Task statement - Could you rewrite the records below, changing "photograph" to "image" wherever it occurs and leaving everything else the same? Leave the pictures out.
* BEGIN Listed records *
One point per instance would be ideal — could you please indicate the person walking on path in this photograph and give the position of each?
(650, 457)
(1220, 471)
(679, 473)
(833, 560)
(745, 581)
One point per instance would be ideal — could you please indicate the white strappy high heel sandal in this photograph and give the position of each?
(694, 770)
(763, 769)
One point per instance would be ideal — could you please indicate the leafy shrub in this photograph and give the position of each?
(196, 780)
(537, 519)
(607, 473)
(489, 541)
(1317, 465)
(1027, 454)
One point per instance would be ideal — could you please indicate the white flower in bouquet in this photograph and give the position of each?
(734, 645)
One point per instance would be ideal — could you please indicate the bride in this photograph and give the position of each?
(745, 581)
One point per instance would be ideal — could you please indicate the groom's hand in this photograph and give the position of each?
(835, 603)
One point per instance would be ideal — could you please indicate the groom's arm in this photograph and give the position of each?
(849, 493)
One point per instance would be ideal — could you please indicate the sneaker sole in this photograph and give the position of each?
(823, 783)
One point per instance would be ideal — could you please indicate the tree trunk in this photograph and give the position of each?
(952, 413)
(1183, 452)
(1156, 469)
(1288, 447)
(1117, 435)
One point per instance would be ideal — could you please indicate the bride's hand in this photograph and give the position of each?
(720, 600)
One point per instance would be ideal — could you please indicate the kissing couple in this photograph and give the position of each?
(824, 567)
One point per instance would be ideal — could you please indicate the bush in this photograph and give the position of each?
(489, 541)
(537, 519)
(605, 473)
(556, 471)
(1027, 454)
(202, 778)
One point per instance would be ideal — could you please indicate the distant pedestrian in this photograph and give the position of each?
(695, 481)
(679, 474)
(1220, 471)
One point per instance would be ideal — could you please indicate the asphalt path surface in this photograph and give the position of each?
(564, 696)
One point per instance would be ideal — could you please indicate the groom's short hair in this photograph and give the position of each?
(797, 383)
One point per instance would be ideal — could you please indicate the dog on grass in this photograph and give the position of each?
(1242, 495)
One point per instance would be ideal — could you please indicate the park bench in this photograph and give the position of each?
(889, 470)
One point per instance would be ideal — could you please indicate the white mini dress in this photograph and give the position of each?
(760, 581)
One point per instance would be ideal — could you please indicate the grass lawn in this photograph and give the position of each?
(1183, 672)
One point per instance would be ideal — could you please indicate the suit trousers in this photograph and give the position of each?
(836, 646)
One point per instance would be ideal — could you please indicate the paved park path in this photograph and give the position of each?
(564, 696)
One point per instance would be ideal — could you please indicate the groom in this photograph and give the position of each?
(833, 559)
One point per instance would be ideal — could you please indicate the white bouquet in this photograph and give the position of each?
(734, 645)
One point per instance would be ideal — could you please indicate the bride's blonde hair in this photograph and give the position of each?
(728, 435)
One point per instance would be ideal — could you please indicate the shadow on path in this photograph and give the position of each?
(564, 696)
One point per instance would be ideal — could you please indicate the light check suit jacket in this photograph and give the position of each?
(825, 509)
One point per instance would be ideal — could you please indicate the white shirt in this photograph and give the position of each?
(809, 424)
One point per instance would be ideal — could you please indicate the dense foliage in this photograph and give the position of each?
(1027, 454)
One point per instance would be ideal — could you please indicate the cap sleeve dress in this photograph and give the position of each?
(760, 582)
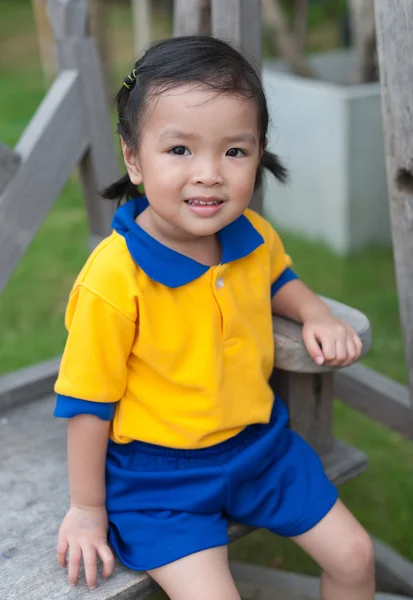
* END Listed records *
Written answer -
One point per instance would be ideal — could you please indicate the person walking on path in this image and give the position of each?
(650, 457)
(1220, 471)
(679, 473)
(833, 560)
(745, 581)
One point per instance would be ideal — could you please indicate the white strappy high heel sandal in this image and give the position of each?
(694, 770)
(763, 769)
One point per instance would be ideal — could you please indicate the leafy shrub in this image and give the position of each?
(196, 780)
(537, 519)
(607, 473)
(489, 541)
(1317, 465)
(1027, 454)
One point per instance would be ideal — could you please indicate the white flower in bouquet in this image and give the position of each?
(734, 645)
One point per instance would be ideal — could you please indicate the bride in this image and give the position of each?
(745, 581)
One point per instance would be ideal — could you please indicate the groom's hand in this image and give the position of each?
(835, 603)
One point per instance would be ideal — could you please indicate the groom's arm in this image and give the position of each?
(849, 493)
One point per instance would be ideal — could you please indicate the sneaker sole in this image and give the position of each?
(823, 783)
One point per instance would be ideal — could you please indicate the tree trunk in this image and give the position of each?
(952, 413)
(1183, 452)
(1156, 469)
(1288, 447)
(1117, 435)
One point per instance would be ideal — could you please indicate the bride's hand in this image and give the position of each?
(720, 600)
One point per instance would be ideal — could you please indicate the kissing couple in this image and give the position of each?
(824, 567)
One point per instance would be ideal — could you please indicate the bush in this image and give the position of each?
(489, 541)
(537, 519)
(605, 473)
(556, 471)
(1027, 454)
(202, 778)
One point per instance would be ideal — could you please indicate the distant pedestrian in this image and give the position of each?
(695, 481)
(679, 474)
(1220, 471)
One point per instance would be ideal — could you please indicate the asphalt path surface in this image and give the position of each?
(564, 696)
One point per instance would be ideal — could you please indicate the groom's short hair in this image and give the position of each?
(797, 383)
One point per instance would be ideal — could you please indicate the dog on grass in this image and give the position of each?
(1242, 495)
One point per instance would be ideal — could you please indicate the park bench in this image and give the position of each?
(889, 470)
One point per instance would be ideal — could you please indicate the white mini dress in this image and give the position of each?
(760, 581)
One point per instance would be ideal — could you please indicate the grass lawn in this image and give the position of each?
(1183, 672)
One point per instance would be ideal — could you please indicate the suit trousers in this image and give the position of each?
(836, 646)
One point per instance would be ideal — could you please indicate the paved park path in this image and give the position of each?
(564, 696)
One point per instance would be ideal — could you please indicate the groom in this image and give the position of each?
(833, 559)
One point per instance would be ideal — could you please indicate the white bouquet in this image and give the position of each?
(734, 645)
One point per instance would be ideal — could you please indicate the bride's blonde hair in this image and give the position of each?
(728, 435)
One point per instance would be ideal — could you please indicate the shadow on path in this image and give the position of each?
(564, 696)
One point per instance would be ideal — could you please indicate the light check suit jacket in this image and give the position of each?
(825, 509)
One point per instance would be ideal — could you please indicate the white shirt in this image and give the position of each?
(809, 424)
One point per instance would be ideal — could you please indicate the dense foliage in this image and give the position of each?
(1027, 454)
One point per instance would be ideal — could you please indicate the cap sleeve dress in this image and give the position of each?
(760, 582)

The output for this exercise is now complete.